TASK INSTRUCTIONS >> Hand back all of the records exactly as they read.

(Records from a collection)
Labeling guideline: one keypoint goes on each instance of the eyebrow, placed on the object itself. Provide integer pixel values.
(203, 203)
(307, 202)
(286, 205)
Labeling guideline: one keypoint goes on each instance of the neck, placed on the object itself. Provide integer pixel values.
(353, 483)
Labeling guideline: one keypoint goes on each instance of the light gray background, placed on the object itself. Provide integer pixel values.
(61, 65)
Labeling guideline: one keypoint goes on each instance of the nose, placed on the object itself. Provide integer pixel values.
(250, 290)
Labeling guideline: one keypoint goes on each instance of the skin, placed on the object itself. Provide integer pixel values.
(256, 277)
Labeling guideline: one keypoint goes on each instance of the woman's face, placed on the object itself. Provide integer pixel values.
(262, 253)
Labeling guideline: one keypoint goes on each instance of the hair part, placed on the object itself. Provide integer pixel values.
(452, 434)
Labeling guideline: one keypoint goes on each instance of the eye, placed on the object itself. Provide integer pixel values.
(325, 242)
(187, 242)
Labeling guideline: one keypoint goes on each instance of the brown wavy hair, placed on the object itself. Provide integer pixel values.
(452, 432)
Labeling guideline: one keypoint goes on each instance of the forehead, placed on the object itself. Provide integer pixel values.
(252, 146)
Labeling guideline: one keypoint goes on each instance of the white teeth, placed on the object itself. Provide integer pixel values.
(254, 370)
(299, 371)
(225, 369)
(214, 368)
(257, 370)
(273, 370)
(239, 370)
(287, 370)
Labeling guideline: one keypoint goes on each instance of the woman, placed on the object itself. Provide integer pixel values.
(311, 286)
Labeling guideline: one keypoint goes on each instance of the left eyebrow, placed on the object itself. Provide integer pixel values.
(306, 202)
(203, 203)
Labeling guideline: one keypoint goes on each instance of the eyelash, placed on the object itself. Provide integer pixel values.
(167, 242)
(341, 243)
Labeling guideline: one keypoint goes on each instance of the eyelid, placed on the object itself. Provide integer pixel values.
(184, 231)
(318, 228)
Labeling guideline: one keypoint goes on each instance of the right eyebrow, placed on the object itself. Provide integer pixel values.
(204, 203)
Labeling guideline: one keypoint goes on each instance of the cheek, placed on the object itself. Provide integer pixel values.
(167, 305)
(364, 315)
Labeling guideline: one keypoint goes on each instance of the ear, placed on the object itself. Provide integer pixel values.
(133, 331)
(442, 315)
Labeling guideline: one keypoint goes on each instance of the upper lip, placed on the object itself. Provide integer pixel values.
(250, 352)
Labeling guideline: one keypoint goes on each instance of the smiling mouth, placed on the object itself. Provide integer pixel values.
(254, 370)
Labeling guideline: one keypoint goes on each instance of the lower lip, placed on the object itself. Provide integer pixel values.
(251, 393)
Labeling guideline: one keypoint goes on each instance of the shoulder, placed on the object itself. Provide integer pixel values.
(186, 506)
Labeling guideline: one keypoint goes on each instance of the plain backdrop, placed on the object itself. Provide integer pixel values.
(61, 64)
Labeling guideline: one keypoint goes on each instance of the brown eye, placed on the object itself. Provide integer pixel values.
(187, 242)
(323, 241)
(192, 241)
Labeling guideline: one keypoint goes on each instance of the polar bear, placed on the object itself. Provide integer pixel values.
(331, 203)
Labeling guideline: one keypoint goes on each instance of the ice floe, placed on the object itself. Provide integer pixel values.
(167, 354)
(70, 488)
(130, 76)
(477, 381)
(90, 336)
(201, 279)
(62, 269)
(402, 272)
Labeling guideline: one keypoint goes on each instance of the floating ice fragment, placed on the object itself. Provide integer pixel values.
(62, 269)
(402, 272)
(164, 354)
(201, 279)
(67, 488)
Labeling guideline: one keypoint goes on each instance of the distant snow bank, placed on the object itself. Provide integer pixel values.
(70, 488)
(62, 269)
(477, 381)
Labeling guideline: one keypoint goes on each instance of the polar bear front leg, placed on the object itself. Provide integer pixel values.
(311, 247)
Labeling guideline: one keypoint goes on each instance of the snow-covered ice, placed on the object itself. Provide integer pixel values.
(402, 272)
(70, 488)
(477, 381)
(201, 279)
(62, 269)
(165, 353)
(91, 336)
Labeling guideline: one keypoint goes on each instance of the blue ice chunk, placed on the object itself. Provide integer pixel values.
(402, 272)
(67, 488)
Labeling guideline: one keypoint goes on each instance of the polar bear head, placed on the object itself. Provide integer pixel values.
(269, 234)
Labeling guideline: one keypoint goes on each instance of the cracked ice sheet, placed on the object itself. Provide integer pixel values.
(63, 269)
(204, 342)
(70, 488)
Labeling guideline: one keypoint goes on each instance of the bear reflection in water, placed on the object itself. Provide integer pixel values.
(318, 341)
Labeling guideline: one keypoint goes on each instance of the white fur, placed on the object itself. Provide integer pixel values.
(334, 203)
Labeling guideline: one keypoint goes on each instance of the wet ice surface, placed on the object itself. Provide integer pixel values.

RESPONSE TO THIS EXERCISE >>
Labeling guideline: one keypoint goes on each instance of the eyebrow, placed on the object itself. Provide integer pixel values.
(203, 203)
(307, 202)
(286, 205)
Labeling guideline: one keypoint goes on each instance of the neck, placed on the object itself. Provide integer pixel values.
(353, 483)
Labeling guideline: one keypoint goes on each instance of the light gray background, placed on the object itself. Provide integer pixel values.
(61, 65)
Labeling guideline: one keypoint goes on each instance of the nose, placed on the object itself. Provide integer pixel values.
(250, 290)
Labeling guideline: one keypoint goes on each instance of the skin, placed on the object itself. Provide integer pixel values.
(256, 277)
Labeling guideline: one keypoint goes on each instance of the woman's face, placed on the object itself. Provide integer pixel values.
(262, 253)
Labeling guideline: one keypoint goes on each instance of the hair part, placed on the object itself. Provide integer pixel values.
(452, 434)
Labeling guideline: one keypoint goes on each instance of the eye, placed on the object itself. Provide integer pixel values.
(325, 242)
(187, 242)
Labeling guideline: one keypoint goes on each instance of the brown wavy hair, placed on the object itself. Provide integer pixel values.
(452, 432)
Labeling guideline: one keypoint goes on each instance of the forehead, placed on the object itself. Provide integer pixel values.
(252, 146)
Labeling guideline: one keypoint goes on each instance of the white teeth, placed on the object itself. Provide integer pixel values.
(254, 370)
(299, 371)
(225, 369)
(214, 368)
(257, 370)
(273, 370)
(239, 370)
(287, 370)
Labeling guideline: one keypoint goes on each instance of the woman, placed on the object itself. Provide integer pixel values.
(311, 286)
Labeling guideline: one keypoint goes on each instance of the left eyebrow, placed on the object itself. Provide integer pixel values.
(306, 202)
(203, 203)
Labeling guideline: one keypoint goes on each instance of the eyelash, placed on the object itself. Provide integer pixel values.
(167, 242)
(341, 243)
Labeling guideline: one keypoint goes on each instance of the eyelid, placed on the object itself. Provide integer pixel values.
(184, 231)
(318, 228)
Labeling guideline: one keypoint goes on each instance of the right eyebrow, placed on the object itself. Provide integer pixel values.
(204, 203)
Labeling guideline: one keypoint goes on each instance of the cheek, placed on the object itself. Provide integer pixel values.
(167, 305)
(364, 315)
Labeling guideline: one keypoint goes on each instance of the ear, placed on the object itself. Provide integer pixel values.
(133, 331)
(442, 315)
Labeling guideline: one keypoint goes on each instance of the upper lip, placed on the object itself. Provide integer pixel values.
(250, 352)
Labeling guideline: one keypoint goes on each instance of the smiling mouth, placed on the object itself. Provide integer pixel values.
(254, 370)
Labeling guideline: one keypoint goes on each instance of the lower lip, placed on the object itself. Provide integer pixel values.
(251, 393)
Labeling guideline: one keypoint goes on each instance of the shoulder, placed on the object itself. Provide integer pixel values.
(186, 506)
Labeling guideline: one keypoint goes on each instance of the plain backdrop, placed on the object itself. Provide integer pixel values.
(61, 64)
Labeling guideline: one keypoint goes on each instance of the brown eye, placed on the object itself. Provide integer pixel values.
(187, 242)
(323, 241)
(192, 241)
Labeling guideline: one keypoint goes on each instance of the polar bear, placed on the object itself. Provide integer pixel values.
(331, 203)
Labeling guideline: one keypoint goes on each instance of the ice floe, placed on the object itself. Provide integer pixel values.
(167, 354)
(70, 488)
(130, 76)
(477, 381)
(90, 336)
(201, 279)
(62, 269)
(402, 272)
Labeling guideline: one keypoint goes on each instance of the floating ice fragment, placed on the object itself. Provide integer pixel values.
(62, 269)
(402, 272)
(164, 354)
(201, 279)
(67, 488)
Labeling guideline: one keypoint goes on each instance of the distant snow bank, placed on the object itself. Provide integer pixel values.
(70, 488)
(62, 269)
(477, 381)
Labeling guideline: one keypoint goes on each instance of the polar bear front leg, placed on the object itself. Provide integer pixel values.
(311, 247)
Labeling guideline: one keypoint goes on each instance of the snow-covered ice, placed on the object itself. Provide integer pixel values.
(402, 272)
(70, 488)
(477, 381)
(201, 279)
(62, 269)
(165, 353)
(91, 336)
Labeling guideline: one keypoint goes on each instance of the blue ice chunk, placed on the object itself. Provide integer pixel values.
(402, 272)
(67, 488)
Labeling guideline: one keypoint goes on each instance of the polar bear head, placed on the object itself. Provide integer pixel values.
(269, 234)
Labeling guideline: one keypoint goes on each instance of the cracked ice sheet, placed on the object itself. Provide integer pixel values.
(63, 269)
(204, 342)
(70, 488)
Labeling guideline: one keypoint goes on each instance of the bear reflection in water, placed on the object itself. Provide integer pixel values.
(318, 341)
Labeling guideline: one keypoint goes on each instance of the white fur, placed on the object itself. Provide integer pixel values.
(334, 203)
Labeling guideline: one keypoint goes on each instance of the wet ice surface, placed on the object itself. Provide integer pixel values.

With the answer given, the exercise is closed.